BBI.VC3.R9-2015 - Valorisation of aquatic biomass
The use of ‘blue’ biomass such as algae, microalgae and aquatic plants for high value applications such as food ingredients, polymers, feed proteins, cosmetics, pharma and nutraceuticals represents a promising means of reducing Europe’s dependence on imports (e.g. fish, vegetable oils, proteins for animal feed) and diminishing the pressure on land resources. The integrated production of other bulk products together with the targeted high value added products could increase the cost competitiveness of the biorefinery concept. Although the production of biomass from a number of cultured algae and aquatic plants has been proved at pilot scale, the challenge is to reduce the costs of the extraction and conversion processes in order to achieve cost-competitive concepts.
- Delivering a robust scientific and technological basis for substantiating strategic decisions for the industrial development of algae for high added-value products.
- Decreasing dependency on imports of vegetal and fish oil and proteins for animal feed.

▶ DATA FOR ANALYSIS
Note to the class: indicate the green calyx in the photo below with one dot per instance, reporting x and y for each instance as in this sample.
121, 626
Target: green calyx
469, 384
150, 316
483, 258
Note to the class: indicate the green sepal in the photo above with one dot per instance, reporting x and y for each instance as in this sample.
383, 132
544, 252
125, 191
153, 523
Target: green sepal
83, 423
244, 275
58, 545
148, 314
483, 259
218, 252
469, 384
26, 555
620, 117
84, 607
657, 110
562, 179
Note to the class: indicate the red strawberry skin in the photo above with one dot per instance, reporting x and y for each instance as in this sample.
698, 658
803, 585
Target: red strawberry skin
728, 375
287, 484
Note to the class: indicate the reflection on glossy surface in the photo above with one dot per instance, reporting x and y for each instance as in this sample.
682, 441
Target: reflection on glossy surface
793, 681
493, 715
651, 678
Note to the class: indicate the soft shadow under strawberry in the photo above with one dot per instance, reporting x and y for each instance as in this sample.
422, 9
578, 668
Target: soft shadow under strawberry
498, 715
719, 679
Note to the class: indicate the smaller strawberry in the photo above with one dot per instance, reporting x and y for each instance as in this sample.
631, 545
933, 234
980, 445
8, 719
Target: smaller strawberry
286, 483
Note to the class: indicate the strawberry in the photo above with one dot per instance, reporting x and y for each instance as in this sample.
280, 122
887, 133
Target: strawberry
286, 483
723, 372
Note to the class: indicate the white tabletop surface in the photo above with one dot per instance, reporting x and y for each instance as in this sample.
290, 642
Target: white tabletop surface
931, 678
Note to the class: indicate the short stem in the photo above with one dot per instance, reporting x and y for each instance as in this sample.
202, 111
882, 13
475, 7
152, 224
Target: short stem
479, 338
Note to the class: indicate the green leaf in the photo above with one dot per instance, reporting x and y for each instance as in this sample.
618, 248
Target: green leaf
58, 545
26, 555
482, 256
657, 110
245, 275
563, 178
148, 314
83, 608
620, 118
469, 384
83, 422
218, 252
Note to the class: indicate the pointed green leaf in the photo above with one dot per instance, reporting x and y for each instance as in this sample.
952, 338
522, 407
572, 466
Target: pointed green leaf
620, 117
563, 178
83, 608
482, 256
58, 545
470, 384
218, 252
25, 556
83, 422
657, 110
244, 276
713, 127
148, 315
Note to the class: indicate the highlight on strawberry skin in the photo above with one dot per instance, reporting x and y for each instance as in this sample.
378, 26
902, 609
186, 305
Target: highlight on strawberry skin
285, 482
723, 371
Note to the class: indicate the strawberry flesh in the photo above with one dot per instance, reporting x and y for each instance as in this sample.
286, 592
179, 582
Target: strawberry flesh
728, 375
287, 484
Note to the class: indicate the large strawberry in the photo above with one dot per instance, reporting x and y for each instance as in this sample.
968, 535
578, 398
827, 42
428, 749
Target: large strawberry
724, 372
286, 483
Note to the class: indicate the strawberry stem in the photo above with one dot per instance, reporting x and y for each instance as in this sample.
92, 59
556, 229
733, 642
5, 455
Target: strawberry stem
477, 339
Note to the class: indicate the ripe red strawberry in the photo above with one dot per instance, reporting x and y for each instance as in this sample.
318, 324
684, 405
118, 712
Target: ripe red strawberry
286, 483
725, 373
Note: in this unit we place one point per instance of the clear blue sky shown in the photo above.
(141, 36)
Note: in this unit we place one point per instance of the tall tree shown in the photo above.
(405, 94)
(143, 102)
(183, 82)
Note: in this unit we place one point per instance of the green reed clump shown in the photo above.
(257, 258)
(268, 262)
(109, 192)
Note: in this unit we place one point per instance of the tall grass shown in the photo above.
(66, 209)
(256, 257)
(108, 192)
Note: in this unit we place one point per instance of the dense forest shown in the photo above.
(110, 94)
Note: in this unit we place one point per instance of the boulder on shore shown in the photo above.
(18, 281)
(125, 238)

▶ PROMPT
Repeat the aquatic biomass text verbatim from "- Delivering a" up to and including "high added-value products.".

▶ RESPONSE
- Delivering a robust scientific and technological basis for substantiating strategic decisions for the industrial development of algae for high added-value products.